TO BE DONE: Find every line in the material below that contains the word "bridge" and copy each one out. Case counts.

** begin DATA FOR THIS EXERCISE **

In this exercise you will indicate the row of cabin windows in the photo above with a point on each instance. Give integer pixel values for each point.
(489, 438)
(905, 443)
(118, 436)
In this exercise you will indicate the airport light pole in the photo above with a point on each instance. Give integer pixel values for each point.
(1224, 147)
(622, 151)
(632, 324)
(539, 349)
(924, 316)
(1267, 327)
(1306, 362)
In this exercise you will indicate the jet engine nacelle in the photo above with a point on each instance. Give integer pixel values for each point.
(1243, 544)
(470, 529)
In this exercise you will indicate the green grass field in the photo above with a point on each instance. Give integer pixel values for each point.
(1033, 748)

** end DATA FOR THIS EXERCISE **
** begin DATA FOR THIS EXERCISE **

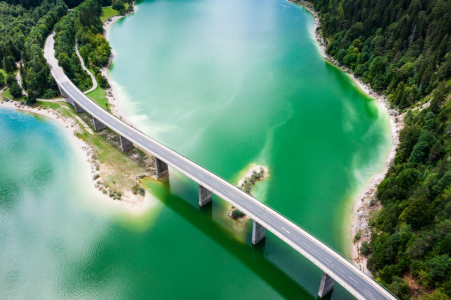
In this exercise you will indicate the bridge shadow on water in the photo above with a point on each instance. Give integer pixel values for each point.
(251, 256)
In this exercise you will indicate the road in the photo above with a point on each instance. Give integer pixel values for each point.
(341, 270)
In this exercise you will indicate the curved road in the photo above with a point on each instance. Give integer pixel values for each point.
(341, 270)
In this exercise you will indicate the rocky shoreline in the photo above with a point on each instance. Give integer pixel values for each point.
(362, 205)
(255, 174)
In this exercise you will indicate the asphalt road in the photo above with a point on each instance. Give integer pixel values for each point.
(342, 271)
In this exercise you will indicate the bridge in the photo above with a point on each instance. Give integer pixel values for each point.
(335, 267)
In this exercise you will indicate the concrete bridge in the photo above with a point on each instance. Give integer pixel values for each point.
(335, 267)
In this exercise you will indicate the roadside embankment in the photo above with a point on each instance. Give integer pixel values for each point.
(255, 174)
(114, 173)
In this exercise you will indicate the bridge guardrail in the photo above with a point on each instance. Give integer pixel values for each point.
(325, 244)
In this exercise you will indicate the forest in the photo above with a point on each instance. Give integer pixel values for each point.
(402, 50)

** end DATA FOR THIS EXERCISE **

FINAL RESULT:
In this exercise you will indicate the bridge shadow on water in the photo above with a point on each instance. Give integer pixel values for each point.
In this exercise you will indicate the bridge in the photo above with a point on each instance. Give integer pixel values for each point.
In this exercise you will indicate the concrete bridge in the photo above with a point on each instance. Give integer pixel values for each point.
In this exercise you will indicate the bridge guardrail in the photo above with a point on each instance. Give integer pixel values for each point.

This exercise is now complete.